Reproduce word for word the portion of the article on England's Women's Ashes preparations below, starting with "Sciver: England calmer" and going on through "the Women's Ashes.".

EXCERPTED TEXT:
====
Sciver: England calmer as COVID regs ease
All-rounder Nat Sciver says England are feeling "a bit more calm" now after initial frustrations with the strict coronavirus protocols in place upon their arrival in Australia ahead of the Women's Ashes.
Sciver knows Australia well having played in the WBBL for Perth Scorchers and Melbourne Stars but even she took a while to settle in with the tight restrictions.
The squad were greeted with stringent conditions when they touched down in Canberra, with players not allowed to meet in groups or go to restaurants, even outdoors.
"It's been a bit tricky in terms of Covid rules and things like that and just making them fit for our group and keeping our mental wellbeing at the forefront as well as cricket," Sciver said.
"But I think now, after the meetings that we've had - we've had a lot - and just discussing all the rules that we need to follow and where us as a group feel that we want to be operating at, (Tuesday) has been the first day where I think everyone is feeling a bit more calm, whereas last week everyone was very frustrated with the rules that we've had to adhere by."
The multi-format series, which has been brought forward by a week, will start with three T20 games at the Adelaide Oval, the first of which gets under way on Thursday.
England's preparations had already been hit before their first training session in Canberra was washed out and their only scheduled 50-over intra-squad warm-up match reduced to just 35 overs, again because of rain.
The players were allowed to gather together again in Adelaide on Tuesday, which Sciver believes has provided the touring squad with a much-needed boost.
"Being together and being one as a group is why we love touring," she said. "Being away from your family is hard and being away from your home, but when you have that group and being able to be together, just going round to someone's room makes such a big difference.
"That is one of the rules that changed for us as we're now Covid secure, the group is secure and we can mingle some more in smaller groups. That feeling was back again today."
====
DATASET RECORDS:
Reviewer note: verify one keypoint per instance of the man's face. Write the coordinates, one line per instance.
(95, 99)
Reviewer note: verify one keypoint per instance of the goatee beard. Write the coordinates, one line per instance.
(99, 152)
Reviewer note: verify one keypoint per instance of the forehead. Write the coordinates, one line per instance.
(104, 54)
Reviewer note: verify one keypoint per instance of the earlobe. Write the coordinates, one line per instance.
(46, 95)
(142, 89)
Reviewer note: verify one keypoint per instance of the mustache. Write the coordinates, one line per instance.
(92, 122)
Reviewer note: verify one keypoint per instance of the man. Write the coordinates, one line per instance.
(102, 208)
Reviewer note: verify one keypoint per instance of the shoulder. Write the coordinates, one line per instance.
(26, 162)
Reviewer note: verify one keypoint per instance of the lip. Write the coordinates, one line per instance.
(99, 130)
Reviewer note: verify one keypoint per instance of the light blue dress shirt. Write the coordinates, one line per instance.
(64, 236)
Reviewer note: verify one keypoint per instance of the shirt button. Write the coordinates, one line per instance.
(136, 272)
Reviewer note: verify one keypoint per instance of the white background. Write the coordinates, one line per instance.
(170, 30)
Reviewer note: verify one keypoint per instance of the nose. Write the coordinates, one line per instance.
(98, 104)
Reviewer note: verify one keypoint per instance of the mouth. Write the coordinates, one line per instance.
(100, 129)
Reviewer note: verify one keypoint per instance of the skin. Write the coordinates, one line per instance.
====
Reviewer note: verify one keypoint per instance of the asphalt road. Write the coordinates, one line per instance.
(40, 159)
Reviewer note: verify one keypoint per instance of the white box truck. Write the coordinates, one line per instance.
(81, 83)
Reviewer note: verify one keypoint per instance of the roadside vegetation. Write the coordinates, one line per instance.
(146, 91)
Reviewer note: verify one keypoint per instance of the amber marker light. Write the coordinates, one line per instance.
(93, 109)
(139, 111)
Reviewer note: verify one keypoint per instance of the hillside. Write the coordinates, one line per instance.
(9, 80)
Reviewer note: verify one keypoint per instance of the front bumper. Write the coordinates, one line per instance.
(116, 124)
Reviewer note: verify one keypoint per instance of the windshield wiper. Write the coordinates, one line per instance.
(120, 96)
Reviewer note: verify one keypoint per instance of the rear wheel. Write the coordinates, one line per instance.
====
RESPONSE:
Sciver: England calmer as COVID regs ease
All-rounder Nat Sciver says England are feeling "a bit more calm" now after initial frustrations with the strict coronavirus protocols in place upon their arrival in Australia ahead of the Women's Ashes.